-- Passage for review --
Thunderbird graduate steps out of comfort zone to gain life experience
Sakhi Solanki knew she would learn a lot when she started her MGM program but didn't anticipate how much extra life experience she would gain
Sakhi Solanki was born and raised in Ahmedabad, India. Before attending Thunderbird School of Global Management at Arizona State University, she earned her bachelor's degree in computer engineering. While working toward her degree, she had already developed an innovative android sales analysis tool that enables small businesses to use business intelligence tools.
After researching different master's programs and speaking with T-bird alumni, she chose to attend Thunderbird because she felt it fit perfectly with her professional goals.
"Professionally, I was fascinated by the emphasis given on analytics, big data and artificial intelligence technologies, as they are the need of the hour," Solanki said. "I expected to learn a lot when I started my master's program, but I didn't anticipate how much extra life experience I would gain."
Solanki will graduate with a Master of Global Management with a concentration in global digital transformation.
"You gain so much more from Thunderbird than just a degree," Solanki explained. "I learned from people from different backgrounds. I learned professional and personal skills. I refined my time management skills, grew out of my comfort zone, participated in school activities and planned various events. These organizational skills and professional learning have made me a well-rounded person."
After graduation, she hopes to work as a marketing analyst, but she is also open to working in data analysis and consulting. She feels that her background and skills gained during her master's program have prepared her to work in any of these fields.

-- Data supplied --

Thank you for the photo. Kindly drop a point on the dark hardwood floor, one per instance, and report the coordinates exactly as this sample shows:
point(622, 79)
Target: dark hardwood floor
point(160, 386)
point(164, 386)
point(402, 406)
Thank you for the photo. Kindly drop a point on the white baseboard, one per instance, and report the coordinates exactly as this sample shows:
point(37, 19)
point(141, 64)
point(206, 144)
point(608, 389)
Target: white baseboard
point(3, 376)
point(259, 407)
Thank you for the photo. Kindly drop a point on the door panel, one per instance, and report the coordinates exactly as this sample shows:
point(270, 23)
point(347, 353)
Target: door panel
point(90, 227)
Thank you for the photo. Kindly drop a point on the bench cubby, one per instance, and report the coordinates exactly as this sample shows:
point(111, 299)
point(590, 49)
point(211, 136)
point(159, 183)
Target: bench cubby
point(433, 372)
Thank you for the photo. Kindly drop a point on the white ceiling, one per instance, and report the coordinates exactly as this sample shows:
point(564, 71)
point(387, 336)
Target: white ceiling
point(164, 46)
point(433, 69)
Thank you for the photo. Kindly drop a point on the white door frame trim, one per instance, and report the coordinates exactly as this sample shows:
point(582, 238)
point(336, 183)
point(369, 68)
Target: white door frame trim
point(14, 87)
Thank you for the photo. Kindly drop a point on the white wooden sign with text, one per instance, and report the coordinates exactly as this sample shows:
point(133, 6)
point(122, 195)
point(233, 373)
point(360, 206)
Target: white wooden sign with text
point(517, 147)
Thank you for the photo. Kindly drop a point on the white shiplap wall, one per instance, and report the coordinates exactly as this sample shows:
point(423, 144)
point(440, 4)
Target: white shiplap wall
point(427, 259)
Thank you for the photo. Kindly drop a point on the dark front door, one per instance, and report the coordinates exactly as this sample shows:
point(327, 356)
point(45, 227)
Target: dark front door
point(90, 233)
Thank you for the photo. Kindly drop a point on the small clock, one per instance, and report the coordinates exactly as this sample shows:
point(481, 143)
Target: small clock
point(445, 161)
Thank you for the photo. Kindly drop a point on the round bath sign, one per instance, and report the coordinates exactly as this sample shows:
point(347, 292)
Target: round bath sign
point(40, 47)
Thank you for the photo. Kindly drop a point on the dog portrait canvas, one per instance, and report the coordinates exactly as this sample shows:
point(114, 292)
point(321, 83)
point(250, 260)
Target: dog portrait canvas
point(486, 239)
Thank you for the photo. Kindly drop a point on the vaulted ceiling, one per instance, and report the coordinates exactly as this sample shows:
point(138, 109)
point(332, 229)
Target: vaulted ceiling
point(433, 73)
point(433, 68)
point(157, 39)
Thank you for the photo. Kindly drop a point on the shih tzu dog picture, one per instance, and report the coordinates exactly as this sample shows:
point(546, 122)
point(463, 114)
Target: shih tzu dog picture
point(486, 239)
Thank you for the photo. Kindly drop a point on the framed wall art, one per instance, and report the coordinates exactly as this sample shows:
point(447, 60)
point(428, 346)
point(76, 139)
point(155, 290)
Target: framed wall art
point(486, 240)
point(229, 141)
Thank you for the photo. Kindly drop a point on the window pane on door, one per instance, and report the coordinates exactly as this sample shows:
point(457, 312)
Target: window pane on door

-- Aim of the task --
How would you say this sentence from the Thunderbird graduate profile in Spanish: "Solanki will graduate with a Master of Global Management with a concentration in global digital transformation."? The listing has no connection to the Thunderbird graduate profile.

-- Completed task --
Solanki se graduará con una Maestría en Gestión Global con una concentración en transformación digital global.